>> Start
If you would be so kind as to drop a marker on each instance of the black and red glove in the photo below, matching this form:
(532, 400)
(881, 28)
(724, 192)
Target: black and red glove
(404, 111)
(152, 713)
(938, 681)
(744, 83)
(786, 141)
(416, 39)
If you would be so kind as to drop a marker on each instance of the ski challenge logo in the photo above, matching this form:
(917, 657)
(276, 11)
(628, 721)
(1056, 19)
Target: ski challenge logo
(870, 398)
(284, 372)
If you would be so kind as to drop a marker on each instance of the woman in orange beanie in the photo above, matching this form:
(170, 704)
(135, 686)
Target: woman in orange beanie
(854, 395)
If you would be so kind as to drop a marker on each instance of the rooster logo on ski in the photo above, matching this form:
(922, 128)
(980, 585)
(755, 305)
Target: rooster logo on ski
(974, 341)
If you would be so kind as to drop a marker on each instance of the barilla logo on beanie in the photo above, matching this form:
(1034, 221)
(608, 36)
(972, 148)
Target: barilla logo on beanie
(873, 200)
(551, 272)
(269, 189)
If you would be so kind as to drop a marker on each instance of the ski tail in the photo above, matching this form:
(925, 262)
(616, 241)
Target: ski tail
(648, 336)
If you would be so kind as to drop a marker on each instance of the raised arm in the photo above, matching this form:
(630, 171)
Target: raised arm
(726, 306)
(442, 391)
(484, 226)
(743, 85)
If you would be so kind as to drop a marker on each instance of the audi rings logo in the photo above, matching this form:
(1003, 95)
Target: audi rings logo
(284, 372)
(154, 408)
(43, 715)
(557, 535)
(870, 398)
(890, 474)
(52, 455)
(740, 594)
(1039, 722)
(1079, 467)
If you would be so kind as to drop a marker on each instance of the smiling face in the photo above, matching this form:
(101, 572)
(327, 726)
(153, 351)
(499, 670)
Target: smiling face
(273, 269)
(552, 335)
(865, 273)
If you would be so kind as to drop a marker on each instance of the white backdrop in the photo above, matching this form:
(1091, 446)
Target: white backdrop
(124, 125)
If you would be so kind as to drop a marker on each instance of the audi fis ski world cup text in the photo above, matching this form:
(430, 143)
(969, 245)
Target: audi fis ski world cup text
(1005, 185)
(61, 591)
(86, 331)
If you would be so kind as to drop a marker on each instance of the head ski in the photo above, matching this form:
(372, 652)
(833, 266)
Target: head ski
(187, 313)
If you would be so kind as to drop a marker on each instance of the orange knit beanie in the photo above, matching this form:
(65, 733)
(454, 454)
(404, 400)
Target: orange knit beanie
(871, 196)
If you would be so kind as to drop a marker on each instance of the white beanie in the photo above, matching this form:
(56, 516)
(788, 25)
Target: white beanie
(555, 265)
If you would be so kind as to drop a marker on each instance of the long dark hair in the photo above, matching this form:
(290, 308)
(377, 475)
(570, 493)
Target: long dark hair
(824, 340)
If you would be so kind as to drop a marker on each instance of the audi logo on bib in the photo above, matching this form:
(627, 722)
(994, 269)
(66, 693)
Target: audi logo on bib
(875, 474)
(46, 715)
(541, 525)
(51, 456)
>> End
*Stated problem*
Can you change every "drop a marker" in the lines above to "place a pin" and give all the lines back with nothing else altered?

*In response*
If you would be so kind as to place a pin on each instance of the black and red glove in the photo below, matching this form:
(532, 400)
(881, 28)
(724, 192)
Target: black and red glove
(404, 111)
(152, 713)
(938, 681)
(744, 83)
(786, 141)
(416, 39)
If you would be so kind as to place a pin on each instance of the ski challenge logo in the photo above, matching this form:
(917, 657)
(276, 11)
(628, 721)
(1056, 19)
Target: ski challenge logo
(870, 398)
(284, 372)
If you would be so kind as to place a pin on each instance of the woman in orange beanie in the photo above, matching this form:
(170, 704)
(135, 686)
Target: woman in orange beanie
(854, 395)
If you would be so kind as to place a pin on each instance of the rooster logo on ski in the photo above, matching this form:
(922, 128)
(980, 585)
(755, 305)
Target: rooster logo on ski
(974, 341)
If you would be so kind as to place a pin on each instance of the barilla logo on beanie in the photo above, matching this form:
(1034, 221)
(608, 36)
(972, 148)
Target: barilla logo on beanie
(873, 200)
(551, 272)
(269, 189)
If you would be so kind as to place a pin on each instance of the ski tail in the photo above, matching this form:
(925, 262)
(616, 241)
Target: ski tail
(648, 336)
If you would be so kind as to place a pin on each instance of the raised arm in the photo above, matching this form:
(630, 171)
Target: raised arm
(726, 306)
(442, 391)
(484, 226)
(743, 85)
If you would be so kind as to place a pin on each instance of the audi rings logo in the photo above, matching this form:
(1003, 95)
Target: audi rings logo
(284, 372)
(154, 408)
(43, 715)
(557, 535)
(870, 398)
(890, 474)
(52, 455)
(740, 594)
(1039, 722)
(1079, 467)
If you would be so kind as to place a pin on each instance of the smiling face in the photo above, matching this form:
(101, 572)
(327, 726)
(153, 351)
(499, 670)
Target: smiling face
(273, 269)
(552, 335)
(865, 273)
If you would be so kind as to place a pin on each instance of the white backdrop in the photo above, matching this form:
(1091, 446)
Target: white backdrop
(124, 125)
If you would be so kind as to place a pin on each instance of the audi fis ski world cup text in the photo above, matching this form:
(430, 143)
(969, 245)
Target: audi fis ski world cup text
(1005, 185)
(61, 591)
(86, 331)
If you would be so kind as to place a pin on each instance of the head ski in the photo above, matching this form:
(372, 652)
(833, 266)
Target: head ski
(187, 313)
If you would be so kind as to place a pin on each instance of the orange knit beanie in the photo above, matching this form:
(65, 733)
(454, 454)
(404, 400)
Target: orange knit beanie
(871, 196)
If you would be so kind as to place a pin on each instance of the white beanie in the photo above, matching this form:
(56, 516)
(788, 25)
Target: white beanie
(555, 265)
If you would be so kind as to place a pin on each instance of the long dark hair in the photo above, matching this form:
(290, 308)
(377, 475)
(570, 493)
Target: long dark hair
(824, 340)
If you would be so kind as to place a pin on each instance of the audi logo on bib in the photo above, matching this form:
(627, 722)
(994, 269)
(66, 693)
Target: audi logo on bib
(875, 474)
(46, 715)
(541, 525)
(51, 456)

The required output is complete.